### Aim of the task
Write out, exactly and in full, the records given below, but not their pictures.

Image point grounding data
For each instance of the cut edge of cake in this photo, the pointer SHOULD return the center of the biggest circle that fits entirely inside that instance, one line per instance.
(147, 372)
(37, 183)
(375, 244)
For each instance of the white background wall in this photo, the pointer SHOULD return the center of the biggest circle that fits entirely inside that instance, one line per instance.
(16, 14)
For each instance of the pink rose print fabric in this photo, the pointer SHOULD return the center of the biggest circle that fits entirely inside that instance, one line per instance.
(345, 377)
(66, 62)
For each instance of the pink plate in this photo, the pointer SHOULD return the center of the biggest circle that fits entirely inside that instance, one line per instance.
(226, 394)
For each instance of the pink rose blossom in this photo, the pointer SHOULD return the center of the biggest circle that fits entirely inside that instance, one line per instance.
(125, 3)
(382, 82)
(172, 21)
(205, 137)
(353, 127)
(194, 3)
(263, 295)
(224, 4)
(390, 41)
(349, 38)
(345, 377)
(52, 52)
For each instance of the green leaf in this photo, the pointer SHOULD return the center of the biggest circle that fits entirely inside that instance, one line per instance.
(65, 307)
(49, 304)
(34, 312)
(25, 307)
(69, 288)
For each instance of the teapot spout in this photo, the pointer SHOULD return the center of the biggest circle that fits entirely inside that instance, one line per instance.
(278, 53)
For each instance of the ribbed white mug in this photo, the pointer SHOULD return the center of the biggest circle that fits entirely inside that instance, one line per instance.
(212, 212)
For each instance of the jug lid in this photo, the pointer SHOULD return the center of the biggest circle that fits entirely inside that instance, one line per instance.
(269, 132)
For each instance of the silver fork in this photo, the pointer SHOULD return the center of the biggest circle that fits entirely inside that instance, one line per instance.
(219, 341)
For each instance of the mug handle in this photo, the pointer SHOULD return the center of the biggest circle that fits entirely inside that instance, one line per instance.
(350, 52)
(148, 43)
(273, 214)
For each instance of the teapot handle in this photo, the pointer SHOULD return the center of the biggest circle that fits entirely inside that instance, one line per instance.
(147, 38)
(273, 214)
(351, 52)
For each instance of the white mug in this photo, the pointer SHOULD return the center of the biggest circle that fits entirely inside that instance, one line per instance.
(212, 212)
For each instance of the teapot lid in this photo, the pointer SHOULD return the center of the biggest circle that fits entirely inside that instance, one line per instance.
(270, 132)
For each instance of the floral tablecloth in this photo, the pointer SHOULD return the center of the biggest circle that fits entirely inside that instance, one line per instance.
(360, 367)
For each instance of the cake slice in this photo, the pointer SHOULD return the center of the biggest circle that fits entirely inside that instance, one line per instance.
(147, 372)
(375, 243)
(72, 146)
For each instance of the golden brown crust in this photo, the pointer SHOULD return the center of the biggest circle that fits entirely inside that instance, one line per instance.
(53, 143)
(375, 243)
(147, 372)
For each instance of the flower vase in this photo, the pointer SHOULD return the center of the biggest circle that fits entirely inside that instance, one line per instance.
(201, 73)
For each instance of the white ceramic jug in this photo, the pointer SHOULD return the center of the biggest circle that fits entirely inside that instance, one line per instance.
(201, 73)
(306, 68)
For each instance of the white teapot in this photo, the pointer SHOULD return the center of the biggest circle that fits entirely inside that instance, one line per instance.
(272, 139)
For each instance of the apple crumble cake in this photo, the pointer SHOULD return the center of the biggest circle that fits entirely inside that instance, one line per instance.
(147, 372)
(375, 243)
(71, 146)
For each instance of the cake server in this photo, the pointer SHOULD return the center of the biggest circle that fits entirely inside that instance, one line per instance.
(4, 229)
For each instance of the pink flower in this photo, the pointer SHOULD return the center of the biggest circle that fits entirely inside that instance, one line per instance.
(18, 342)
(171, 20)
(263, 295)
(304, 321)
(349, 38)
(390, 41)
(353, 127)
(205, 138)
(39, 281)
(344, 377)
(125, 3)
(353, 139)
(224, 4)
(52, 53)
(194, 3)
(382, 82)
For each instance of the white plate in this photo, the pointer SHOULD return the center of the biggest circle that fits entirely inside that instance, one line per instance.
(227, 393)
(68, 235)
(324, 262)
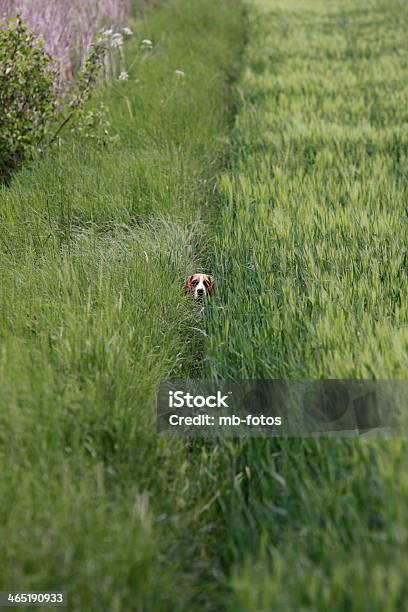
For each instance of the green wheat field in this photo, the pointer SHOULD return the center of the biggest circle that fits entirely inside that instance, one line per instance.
(279, 163)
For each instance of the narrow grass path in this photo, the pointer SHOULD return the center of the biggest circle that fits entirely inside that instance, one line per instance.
(312, 283)
(94, 248)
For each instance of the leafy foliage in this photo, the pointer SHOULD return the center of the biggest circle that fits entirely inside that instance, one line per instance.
(27, 97)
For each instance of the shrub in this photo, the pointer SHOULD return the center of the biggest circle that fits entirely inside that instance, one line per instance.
(27, 96)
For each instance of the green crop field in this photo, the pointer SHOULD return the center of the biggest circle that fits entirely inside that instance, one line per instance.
(265, 142)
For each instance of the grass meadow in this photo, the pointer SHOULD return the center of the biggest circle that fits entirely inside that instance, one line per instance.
(95, 245)
(298, 207)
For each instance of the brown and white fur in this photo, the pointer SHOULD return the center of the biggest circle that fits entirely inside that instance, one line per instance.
(199, 285)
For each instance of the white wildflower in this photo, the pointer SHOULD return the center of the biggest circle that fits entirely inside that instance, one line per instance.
(117, 40)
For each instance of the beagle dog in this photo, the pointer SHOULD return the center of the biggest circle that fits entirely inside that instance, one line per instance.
(199, 285)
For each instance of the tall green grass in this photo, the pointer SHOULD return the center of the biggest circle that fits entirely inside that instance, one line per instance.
(312, 283)
(95, 246)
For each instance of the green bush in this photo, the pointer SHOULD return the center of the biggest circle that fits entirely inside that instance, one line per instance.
(27, 96)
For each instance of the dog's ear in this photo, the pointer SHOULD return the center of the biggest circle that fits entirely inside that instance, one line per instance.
(188, 284)
(211, 285)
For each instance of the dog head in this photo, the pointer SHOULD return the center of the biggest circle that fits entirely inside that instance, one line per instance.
(199, 285)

### Expected output
For each instance of the cut edge of cake in this photo, the pointer SHOULD return the center of the biggest circle that fits entirely inside that instance, one line per instance.
(147, 372)
(37, 183)
(375, 244)
For each instance of the white background wall in this photo, the pointer SHOULD return the center of the biggest circle that fits entirely inside that instance, one line per instance.
(16, 14)
For each instance of the pink rose print fabric in this photo, the pointer SHOULD return the center of the biggest circle that fits entirely inside that instance, one line per instance.
(345, 377)
(66, 62)
For each instance of the pink plate in this photo, the pointer SHOULD return the center of the biggest circle that fits entirely inside that instance, one line per instance.
(226, 394)
For each instance of the pink rose blossom in this photo, the pointer SHOULD return the center of the biggest circle that fits entirely inside that instance, one line per instance.
(125, 3)
(382, 82)
(172, 21)
(205, 137)
(353, 127)
(194, 3)
(263, 295)
(224, 4)
(390, 41)
(349, 38)
(345, 377)
(52, 52)
For each instance of the green leaf in this photo, the pointer SHOULD return the center of the biggest circle that fits entirely inside that instance, one line per instance.
(65, 307)
(49, 304)
(34, 312)
(25, 307)
(69, 288)
For each instance of the teapot spout in this photo, the pointer SHOULD return the center of the biggest circle that fits entirely inside that instance, one line per instance.
(278, 53)
For each instance of the ribbed white mug in this photo, the pointer SHOULD return the center of the biggest circle that fits entirely inside that instance, one line per instance.
(212, 212)
For each instance of the jug lid in this photo, the pointer SHOULD return the center of the biggest circle that fits entirely inside that instance, one line per instance.
(269, 132)
For each instance of the silver fork in this photo, the pointer SHOULD return the center of the biggest circle that fits entirely inside that instance, one line per instance.
(219, 341)
For each instance of the mug handle in this photo, the pointer SHOULD return the center of the biggest circle that fits entirely inside that instance, one line per instance.
(350, 52)
(148, 43)
(273, 214)
For each instance of the teapot handle in this photo, the pointer SHOULD return the center of the biggest circle that fits entirely inside that instance, one line per instance.
(147, 38)
(273, 214)
(351, 52)
For each instance of the white mug in this photo, the pointer SHOULD return the center of the biggest circle that fits entirely inside that instance, one line per instance.
(212, 212)
For each instance of the teapot lid in this photo, the pointer SHOULD return the center of the biggest circle that fits entirely inside that instance, one line per instance.
(270, 132)
For each instance of the floral tablecloth in this photo, the pointer SHOULD return the center of the biggest circle that fits entirely inside that instance, one line per instance.
(360, 367)
For each instance of the cake slice in this photo, the pointer SHOULD return the center of the biggest circle that fits entirely inside that instance, one line per instance.
(147, 372)
(375, 243)
(72, 146)
For each instance of the golden brown crust in this photo, the pointer SHOULD return the center of the biggest circle that fits entirely inside that instance, one line per instance.
(53, 143)
(375, 243)
(147, 372)
For each instance of the flower vase in this photo, the pointer SHOULD return the center of the biggest circle that fits entirely inside that instance, one line per instance.
(201, 73)
For each instance of the white ceramic jug in this photo, the pointer SHOULD return the center of the biggest circle that fits entirely inside that instance, one line per instance.
(201, 73)
(306, 68)
For each instance of the white teapot in this photo, the pointer SHOULD return the center of the biggest circle that fits entirely inside that instance, one line per instance.
(272, 139)
For each instance of the apple crumble cake in this photo, the pointer SHOULD return the center of the biggest circle that fits entirely inside that instance, one line per instance.
(147, 372)
(375, 243)
(71, 146)
For each instance of the cake server in this photo, the pointer SHOULD return the center of the biggest circle that fits entirely inside that instance, one line per instance.
(4, 229)
For each instance of the pink flower in this photo, the pointer SHOULD return the center of the biggest circle that fits entirely inside that instance, one line per instance.
(18, 342)
(171, 20)
(263, 295)
(304, 321)
(349, 38)
(390, 41)
(353, 127)
(205, 138)
(39, 281)
(344, 377)
(125, 3)
(353, 139)
(224, 4)
(52, 53)
(194, 3)
(382, 82)
For each instance of the white plate in this photo, the pointer SHOULD return the center of the biggest circle that fits entirely inside that instance, one line per instance.
(227, 393)
(68, 235)
(324, 262)
For each instance of the green wheat field in this photo, the pointer SHOULD return the center of the biggest circle that fits entirely inside that instance, one line per instance.
(279, 163)
For each instance of the narrow grass path in this photo, the pointer SHOULD return the center of the biggest circle that fits entirely inside that instance, one line per instance.
(312, 283)
(94, 248)
For each instance of the leafy foliage in this photo, the pointer SHOULD return the center of the biggest circle that fits entirely inside that instance, one line per instance.
(27, 97)
For each instance of the shrub in this photo, the pointer SHOULD return the center of the biggest circle that fits entirely inside that instance, one line per instance.
(27, 96)
For each instance of the green crop field in this photo, the pointer SHOULD return the center of the biggest circle that fits entirely inside that instance, one line per instance.
(265, 142)
For each instance of the grass meadow in this photo, the pointer SHOULD return the center of the biggest circle that fits entirely inside that instance, one line per instance.
(95, 245)
(298, 207)
For each instance of the brown and white fur in this photo, the pointer SHOULD return the center of the biggest circle that fits entirely inside that instance, one line per instance.
(199, 285)
For each instance of the white wildflower in this photo, the pointer SHOULD return the center of the biggest circle that fits entirely inside that instance, one line per instance.
(117, 40)
For each instance of the beagle dog in this photo, the pointer SHOULD return the center of the biggest circle that fits entirely inside that instance, one line per instance.
(199, 285)
For each instance of the tall green grass in this photo, the pointer SHOULD return the center of the biggest circle that fits entirely inside that instance, one line per instance.
(312, 283)
(95, 246)
For each instance of the green bush in this photo, the pointer SHOULD return the center of the biggest circle that fits entirely inside that instance, one line per instance.
(27, 96)
For each instance of the dog's ear in this photo, the pointer SHOULD return the center of the biggest circle that fits entirely inside that instance, one line per instance.
(188, 284)
(211, 285)
For each instance of the dog head in this photo, the pointer SHOULD return the center of the biggest circle that fits entirely inside that instance, one line per instance.
(199, 285)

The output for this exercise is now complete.